» **TEXT PASSAGE**
Uplift of the Week

Alice

So many ways to experience Creativity. Including when it sneaks up on you and throws a little surprise party just when you really needed one.

Some days just, as we used to say in Rhode Island in the 70s, rot. I recently had such a day, a bit of an inner Nor’easter.  Well, an inner “car swerves to slam a wall of puddle water onto you” anyway. Somehow, two of my favorite creative people suddenly appeared to offer some serious uplift.

One was “writer who draws” Austin Kleon, who books are delightful, advice-filled kicks in the pants for creative people. His recent newsletter called my attention to the soul-swirling fact that artist, writer, and goddess Maira Kalman has illustrated…are you ready?…wait for it… Gertrude Stein’s The Autobiography of Alice B. Toklas.   I know!

And not only that. Kalman has done a short film, performing excerpts from the book as Alice B. Toklas, presumably in her, or someone’s, apartment in New York. It is outrageous and splendid and sort of nail-biting. I will watch it many, many times.

» **ACTIONS TO TAKE**
(1) Summarize the Uplift of the Week post in two sentences.
(2) According to the Uplift of the Week post, which book has Maira Kalman illustrated?

» **SOURCE DATA**

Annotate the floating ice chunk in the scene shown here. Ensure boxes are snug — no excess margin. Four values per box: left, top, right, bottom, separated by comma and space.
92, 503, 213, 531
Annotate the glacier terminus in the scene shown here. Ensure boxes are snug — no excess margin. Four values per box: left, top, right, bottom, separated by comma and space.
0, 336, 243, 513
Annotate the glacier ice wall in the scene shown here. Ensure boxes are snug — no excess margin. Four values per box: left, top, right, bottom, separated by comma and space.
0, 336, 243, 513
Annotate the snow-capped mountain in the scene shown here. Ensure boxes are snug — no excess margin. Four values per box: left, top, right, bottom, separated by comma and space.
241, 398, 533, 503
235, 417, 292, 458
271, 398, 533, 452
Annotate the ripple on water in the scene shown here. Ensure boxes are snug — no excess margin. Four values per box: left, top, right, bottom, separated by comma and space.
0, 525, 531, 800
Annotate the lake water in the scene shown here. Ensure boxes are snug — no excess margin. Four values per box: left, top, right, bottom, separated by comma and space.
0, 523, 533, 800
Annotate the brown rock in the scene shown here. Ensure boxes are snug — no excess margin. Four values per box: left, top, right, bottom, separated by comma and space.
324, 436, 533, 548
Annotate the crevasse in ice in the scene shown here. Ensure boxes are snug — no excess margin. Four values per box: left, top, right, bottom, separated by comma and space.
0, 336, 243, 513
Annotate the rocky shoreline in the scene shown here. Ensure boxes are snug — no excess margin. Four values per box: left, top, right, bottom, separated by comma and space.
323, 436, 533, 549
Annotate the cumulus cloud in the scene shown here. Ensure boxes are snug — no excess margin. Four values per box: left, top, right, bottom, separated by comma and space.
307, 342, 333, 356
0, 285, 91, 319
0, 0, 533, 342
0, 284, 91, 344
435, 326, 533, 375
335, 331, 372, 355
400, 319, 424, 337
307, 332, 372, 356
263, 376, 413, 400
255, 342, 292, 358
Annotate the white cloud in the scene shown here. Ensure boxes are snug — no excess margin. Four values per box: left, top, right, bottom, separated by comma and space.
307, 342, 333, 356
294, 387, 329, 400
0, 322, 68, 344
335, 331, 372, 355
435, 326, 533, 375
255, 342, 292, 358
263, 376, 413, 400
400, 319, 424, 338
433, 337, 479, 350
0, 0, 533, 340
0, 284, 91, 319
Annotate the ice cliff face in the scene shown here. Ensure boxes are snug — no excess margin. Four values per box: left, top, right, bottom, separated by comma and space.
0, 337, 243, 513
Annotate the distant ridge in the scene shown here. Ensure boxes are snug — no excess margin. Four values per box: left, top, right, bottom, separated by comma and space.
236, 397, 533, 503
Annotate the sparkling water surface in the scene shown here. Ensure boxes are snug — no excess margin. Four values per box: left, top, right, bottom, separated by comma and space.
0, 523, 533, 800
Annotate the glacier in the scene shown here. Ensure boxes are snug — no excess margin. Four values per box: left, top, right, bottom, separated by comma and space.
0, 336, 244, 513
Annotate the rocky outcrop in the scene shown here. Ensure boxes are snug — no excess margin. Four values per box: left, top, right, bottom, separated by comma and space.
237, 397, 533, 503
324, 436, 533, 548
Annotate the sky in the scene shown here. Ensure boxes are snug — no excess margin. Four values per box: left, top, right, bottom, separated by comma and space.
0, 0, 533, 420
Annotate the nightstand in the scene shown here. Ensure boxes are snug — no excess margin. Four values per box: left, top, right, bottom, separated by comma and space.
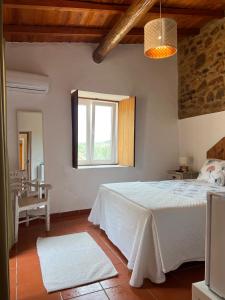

» **TASK-BY-TASK ANSWERS**
(1) After a rotten day, the writer got some serious uplift from two favorite creative people. Austin Kleon's newsletter revealed that Maira Kalman has illustrated Gertrude Stein's The Autobiography of Alice B. Toklas, and Kalman has also made a short film performing excerpts from the book as Alice B. Toklas.

(2) Gertrude Stein's The Autobiography of Alice B. Toklas.